310 U.S. at 502-04, 60 S. Ct. at 997 (footnotes omitted).
Justice Stone's analysis is generally considered the centerpiece of what has developed into the non-statutory exemption carved out by the courts to uphold joint activity of labor and nonlabor parties when considerations of labor policy outweigh those of the antitrust policy. In Hutcheson, supra, and in Allen Bradley Co. v. Local 3, IBEW, 325 U.S. 797, 65 S. Ct. 1533, 89 L. Ed. 1939 (1945), this notion was refined to provide that labor organizations would lose their immunity when the union activity was designed to "aid nonlabor groups to create business monopolies and to control the marketing of goods and services." Allen Bradley, supra, 325 U.S. at 808, 65 S. Ct. at 1539.

§ Set of tasks:
A: Translate this sentence from the antitrust excerpt into Spanish: "Justice Stone's analysis is generally considered the centerpiece of what has developed into the non-statutory exemption carved out by the courts to uphold joint activity of labor and nonlabor parties when considerations of labor policy outweigh those of the antitrust policy."
B: According to the antitrust excerpt, when would labor organizations lose their immunity?
The dataset rows below were taken from a separate source.

(Dataset rows)

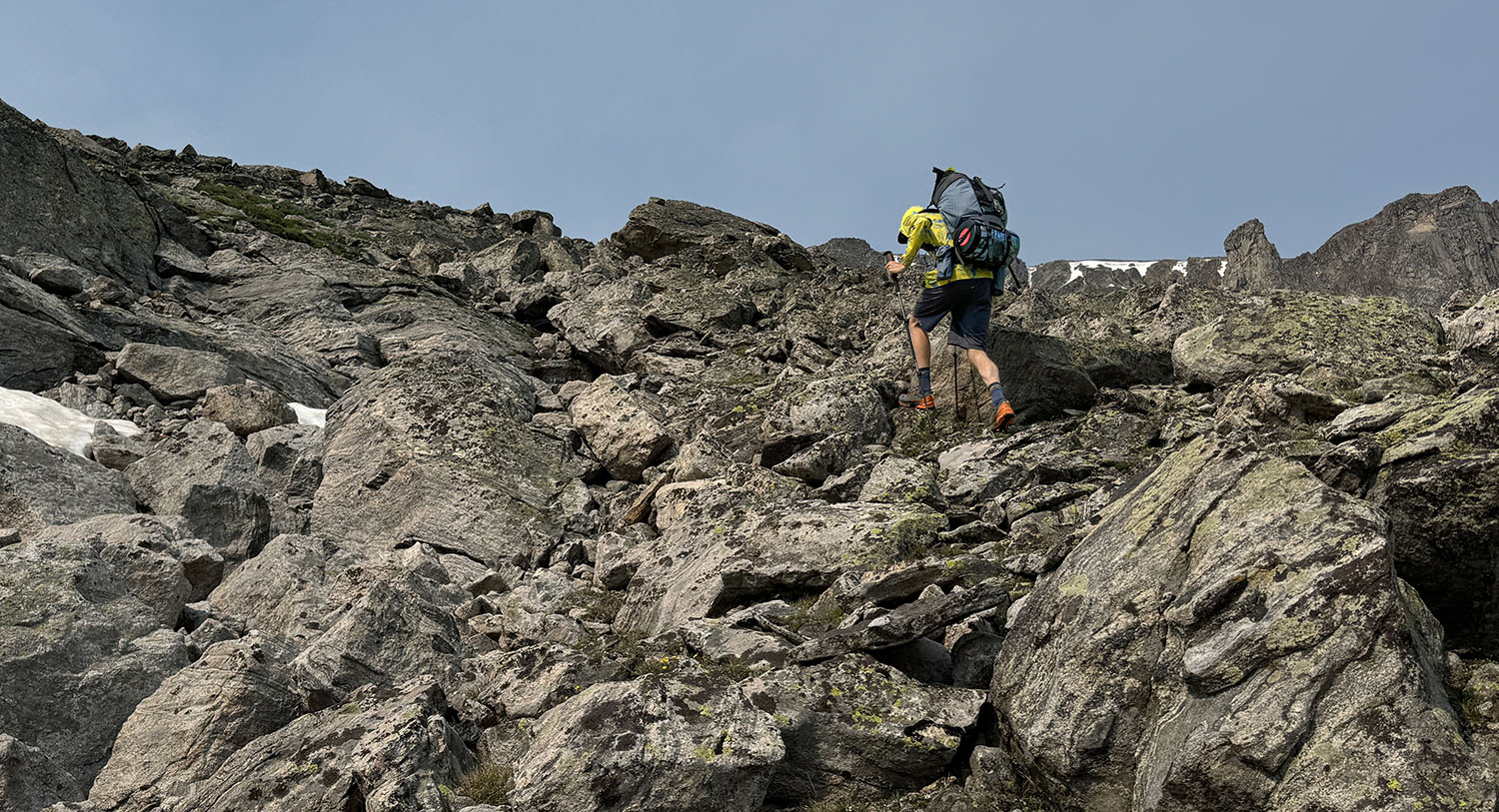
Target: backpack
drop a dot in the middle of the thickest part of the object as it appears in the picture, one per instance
(976, 222)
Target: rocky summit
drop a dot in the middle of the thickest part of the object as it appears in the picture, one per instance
(335, 500)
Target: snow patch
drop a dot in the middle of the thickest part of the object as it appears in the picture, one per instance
(308, 415)
(53, 422)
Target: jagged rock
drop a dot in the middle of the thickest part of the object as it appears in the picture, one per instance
(239, 691)
(820, 407)
(377, 751)
(907, 622)
(662, 228)
(42, 485)
(1037, 374)
(206, 476)
(725, 545)
(530, 680)
(53, 201)
(1288, 332)
(1258, 647)
(1439, 484)
(176, 374)
(413, 455)
(1253, 264)
(653, 743)
(901, 481)
(246, 409)
(1475, 333)
(29, 778)
(41, 339)
(50, 273)
(84, 635)
(294, 583)
(396, 629)
(860, 727)
(114, 449)
(624, 436)
(201, 563)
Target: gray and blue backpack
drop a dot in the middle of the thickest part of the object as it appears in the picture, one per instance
(976, 222)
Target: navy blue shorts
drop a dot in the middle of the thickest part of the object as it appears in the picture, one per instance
(968, 303)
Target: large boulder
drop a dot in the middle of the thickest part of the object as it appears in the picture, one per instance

§ The responses:
A: El análisis del juez Stone se considera generalmente la pieza central de lo que se ha convertido en la exención no estatutaria establecida por los tribunales para respaldar la actividad conjunta de partes laborales y no laborales cuando las consideraciones de política laboral prevalecen sobre las de la política antimonopolio.

B: They would lose it when the union activity was designed to "aid nonlabor groups to create business monopolies and to control the marketing of goods and services."